WHAT TO PRODUCE |
Everything from the line holding "Expected behaviour: for every instance of the track" through the last line below is needed; please reproduce those lines exactly, adding nothing.
PROVIDED MATERIAL below:
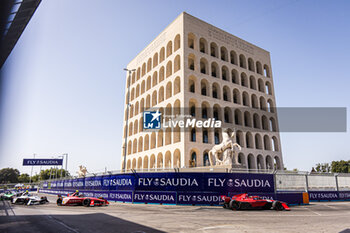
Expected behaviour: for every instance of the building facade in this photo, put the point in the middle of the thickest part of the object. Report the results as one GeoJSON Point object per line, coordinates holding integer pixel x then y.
{"type": "Point", "coordinates": [197, 69]}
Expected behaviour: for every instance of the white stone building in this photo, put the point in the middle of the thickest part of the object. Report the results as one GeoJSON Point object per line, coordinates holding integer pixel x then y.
{"type": "Point", "coordinates": [195, 68]}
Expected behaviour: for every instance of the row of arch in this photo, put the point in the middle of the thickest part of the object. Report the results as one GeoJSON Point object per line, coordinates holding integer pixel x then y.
{"type": "Point", "coordinates": [156, 59]}
{"type": "Point", "coordinates": [173, 160]}
{"type": "Point", "coordinates": [171, 136]}
{"type": "Point", "coordinates": [151, 82]}
{"type": "Point", "coordinates": [259, 162]}
{"type": "Point", "coordinates": [225, 74]}
{"type": "Point", "coordinates": [225, 93]}
{"type": "Point", "coordinates": [240, 60]}
{"type": "Point", "coordinates": [160, 160]}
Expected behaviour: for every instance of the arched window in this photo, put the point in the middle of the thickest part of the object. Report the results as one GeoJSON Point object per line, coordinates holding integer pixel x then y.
{"type": "Point", "coordinates": [259, 68]}
{"type": "Point", "coordinates": [244, 80]}
{"type": "Point", "coordinates": [206, 159]}
{"type": "Point", "coordinates": [161, 55]}
{"type": "Point", "coordinates": [177, 85]}
{"type": "Point", "coordinates": [242, 61]}
{"type": "Point", "coordinates": [191, 58]}
{"type": "Point", "coordinates": [169, 90]}
{"type": "Point", "coordinates": [213, 50]}
{"type": "Point", "coordinates": [155, 79]}
{"type": "Point", "coordinates": [224, 55]}
{"type": "Point", "coordinates": [177, 63]}
{"type": "Point", "coordinates": [205, 136]}
{"type": "Point", "coordinates": [169, 70]}
{"type": "Point", "coordinates": [177, 43]}
{"type": "Point", "coordinates": [225, 73]}
{"type": "Point", "coordinates": [193, 135]}
{"type": "Point", "coordinates": [204, 88]}
{"type": "Point", "coordinates": [203, 45]}
{"type": "Point", "coordinates": [155, 60]}
{"type": "Point", "coordinates": [203, 66]}
{"type": "Point", "coordinates": [236, 96]}
{"type": "Point", "coordinates": [235, 77]}
{"type": "Point", "coordinates": [238, 117]}
{"type": "Point", "coordinates": [169, 49]}
{"type": "Point", "coordinates": [251, 65]}
{"type": "Point", "coordinates": [149, 64]}
{"type": "Point", "coordinates": [191, 40]}
{"type": "Point", "coordinates": [233, 56]}
{"type": "Point", "coordinates": [193, 159]}
{"type": "Point", "coordinates": [266, 71]}
{"type": "Point", "coordinates": [214, 70]}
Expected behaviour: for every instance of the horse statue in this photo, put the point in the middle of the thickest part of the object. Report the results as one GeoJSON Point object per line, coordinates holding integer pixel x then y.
{"type": "Point", "coordinates": [82, 171]}
{"type": "Point", "coordinates": [224, 153]}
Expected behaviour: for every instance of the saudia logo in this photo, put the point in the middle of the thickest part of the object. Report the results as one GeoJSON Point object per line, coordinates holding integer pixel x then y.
{"type": "Point", "coordinates": [154, 197]}
{"type": "Point", "coordinates": [201, 198]}
{"type": "Point", "coordinates": [93, 183]}
{"type": "Point", "coordinates": [152, 120]}
{"type": "Point", "coordinates": [256, 183]}
{"type": "Point", "coordinates": [168, 182]}
{"type": "Point", "coordinates": [117, 182]}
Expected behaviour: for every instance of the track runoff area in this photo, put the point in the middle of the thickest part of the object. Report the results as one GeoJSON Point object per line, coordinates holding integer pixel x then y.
{"type": "Point", "coordinates": [122, 217]}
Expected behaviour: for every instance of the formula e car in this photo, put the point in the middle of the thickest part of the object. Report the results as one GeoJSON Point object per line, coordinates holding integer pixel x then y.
{"type": "Point", "coordinates": [29, 199]}
{"type": "Point", "coordinates": [80, 199]}
{"type": "Point", "coordinates": [244, 202]}
{"type": "Point", "coordinates": [8, 195]}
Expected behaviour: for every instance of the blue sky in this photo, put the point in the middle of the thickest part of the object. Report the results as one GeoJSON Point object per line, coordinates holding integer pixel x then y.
{"type": "Point", "coordinates": [64, 82]}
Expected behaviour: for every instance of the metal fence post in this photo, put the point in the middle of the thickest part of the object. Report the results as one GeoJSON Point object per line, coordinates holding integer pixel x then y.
{"type": "Point", "coordinates": [336, 182]}
{"type": "Point", "coordinates": [306, 183]}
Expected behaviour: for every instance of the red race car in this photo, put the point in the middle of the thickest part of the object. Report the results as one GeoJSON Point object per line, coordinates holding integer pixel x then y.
End of PROVIDED MATERIAL.
WORKED SOLUTION |
Expected behaviour: for every instance of the track runoff area in this photo, put the point in the middle of the thickest part of the object. Report the results as one GeoJSON Point object per line, coordinates holding integer pixel x then y.
{"type": "Point", "coordinates": [122, 217]}
Expected behaviour: for every instance of the formula e car in this photo, put the point in the middle of the thickest part of the object. Report the results as one GeoJSON Point object per line, coordinates holding integer pixel x then y.
{"type": "Point", "coordinates": [29, 199]}
{"type": "Point", "coordinates": [80, 199]}
{"type": "Point", "coordinates": [244, 202]}
{"type": "Point", "coordinates": [8, 195]}
Expected behaviour: for every instance of the blue sky in this photo, put the point in the middle of the thickest part of the object. Report the results as one GeoJSON Point object per line, coordinates holding integer pixel x then y.
{"type": "Point", "coordinates": [64, 82]}
Expected behaviour: for every instance of the metal fence post in this photo, put the point in the middle of the thickest part of the object. Report the results as one GeoJSON Point object per line, coordinates holding integer pixel x then y.
{"type": "Point", "coordinates": [336, 182]}
{"type": "Point", "coordinates": [306, 183]}
Expected behaviour: for every instance of the red race car in this photo, put the point in the middle of the thickest part of the object. Report the results as one GeoJSON Point object per line, coordinates holding integer pixel x then y.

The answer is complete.